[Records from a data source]
-------------------------
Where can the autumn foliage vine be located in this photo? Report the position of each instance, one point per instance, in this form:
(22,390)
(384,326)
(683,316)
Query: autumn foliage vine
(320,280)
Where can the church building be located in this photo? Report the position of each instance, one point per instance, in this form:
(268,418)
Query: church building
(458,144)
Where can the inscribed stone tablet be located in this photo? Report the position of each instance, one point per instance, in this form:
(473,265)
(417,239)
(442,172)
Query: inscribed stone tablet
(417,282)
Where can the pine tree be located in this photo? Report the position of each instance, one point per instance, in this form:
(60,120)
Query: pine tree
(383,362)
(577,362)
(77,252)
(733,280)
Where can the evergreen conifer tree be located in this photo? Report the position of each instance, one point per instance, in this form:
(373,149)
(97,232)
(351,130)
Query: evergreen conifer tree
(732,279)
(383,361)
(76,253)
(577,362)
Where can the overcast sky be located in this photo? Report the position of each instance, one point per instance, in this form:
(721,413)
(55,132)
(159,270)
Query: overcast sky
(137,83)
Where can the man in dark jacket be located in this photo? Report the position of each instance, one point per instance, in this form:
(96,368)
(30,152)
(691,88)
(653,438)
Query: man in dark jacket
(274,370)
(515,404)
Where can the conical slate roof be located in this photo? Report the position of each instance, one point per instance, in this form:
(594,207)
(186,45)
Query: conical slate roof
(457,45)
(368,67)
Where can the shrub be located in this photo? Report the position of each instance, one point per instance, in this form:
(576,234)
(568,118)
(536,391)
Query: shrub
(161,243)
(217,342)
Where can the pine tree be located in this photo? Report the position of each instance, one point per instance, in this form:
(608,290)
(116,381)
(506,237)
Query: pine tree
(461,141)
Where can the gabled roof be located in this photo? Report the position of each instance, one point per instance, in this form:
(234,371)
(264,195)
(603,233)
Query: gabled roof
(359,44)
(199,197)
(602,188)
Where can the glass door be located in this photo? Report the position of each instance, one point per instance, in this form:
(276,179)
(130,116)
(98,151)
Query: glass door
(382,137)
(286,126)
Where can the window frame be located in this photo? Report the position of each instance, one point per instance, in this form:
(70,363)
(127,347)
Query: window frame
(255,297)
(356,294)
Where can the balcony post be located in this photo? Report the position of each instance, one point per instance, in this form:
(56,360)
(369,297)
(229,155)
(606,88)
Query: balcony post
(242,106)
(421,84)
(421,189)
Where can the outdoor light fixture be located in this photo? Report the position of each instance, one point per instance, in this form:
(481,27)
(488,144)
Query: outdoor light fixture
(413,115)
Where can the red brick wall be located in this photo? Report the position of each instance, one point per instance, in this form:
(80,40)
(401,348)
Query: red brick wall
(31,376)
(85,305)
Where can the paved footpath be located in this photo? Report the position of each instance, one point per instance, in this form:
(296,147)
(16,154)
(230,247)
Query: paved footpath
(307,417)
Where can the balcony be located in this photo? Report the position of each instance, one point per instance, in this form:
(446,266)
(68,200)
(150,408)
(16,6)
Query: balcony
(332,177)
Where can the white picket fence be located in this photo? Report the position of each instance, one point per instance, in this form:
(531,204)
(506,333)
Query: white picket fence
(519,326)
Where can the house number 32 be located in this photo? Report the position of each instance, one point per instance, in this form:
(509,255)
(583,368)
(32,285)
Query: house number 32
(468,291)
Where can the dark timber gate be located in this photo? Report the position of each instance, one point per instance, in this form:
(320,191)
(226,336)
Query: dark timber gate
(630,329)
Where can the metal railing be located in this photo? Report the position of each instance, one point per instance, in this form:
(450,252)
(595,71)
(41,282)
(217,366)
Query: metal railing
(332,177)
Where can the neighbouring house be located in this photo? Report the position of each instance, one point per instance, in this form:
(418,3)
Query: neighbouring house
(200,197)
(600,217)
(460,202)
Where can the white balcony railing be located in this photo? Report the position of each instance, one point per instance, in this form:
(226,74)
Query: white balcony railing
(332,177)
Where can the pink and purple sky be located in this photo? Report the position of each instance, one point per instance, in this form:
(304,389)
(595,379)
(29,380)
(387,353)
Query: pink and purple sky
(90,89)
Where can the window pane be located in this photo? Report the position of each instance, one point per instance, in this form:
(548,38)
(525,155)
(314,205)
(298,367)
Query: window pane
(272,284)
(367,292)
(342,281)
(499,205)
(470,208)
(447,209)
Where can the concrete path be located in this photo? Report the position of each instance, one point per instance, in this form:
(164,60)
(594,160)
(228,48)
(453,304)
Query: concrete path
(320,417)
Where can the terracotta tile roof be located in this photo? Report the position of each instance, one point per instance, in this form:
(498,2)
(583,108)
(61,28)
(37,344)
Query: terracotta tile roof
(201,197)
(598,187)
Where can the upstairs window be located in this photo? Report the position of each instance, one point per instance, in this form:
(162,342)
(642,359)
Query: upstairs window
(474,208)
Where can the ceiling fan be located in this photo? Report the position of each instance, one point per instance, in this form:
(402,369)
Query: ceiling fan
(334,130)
-------------------------
**EXERCISE AIM**
Rewrite the data from the line with "Where can the ceiling" through the end of the data, putting "pendant lamp" in place of "ceiling fan" and leaving everything else unchanged.

**RESPONSE TO THIS TASK**
Where can the pendant lamp be located in this photo? Report the position of each instance, one point per instance, in this form:
(402,369)
Query: pendant lamp
(334,130)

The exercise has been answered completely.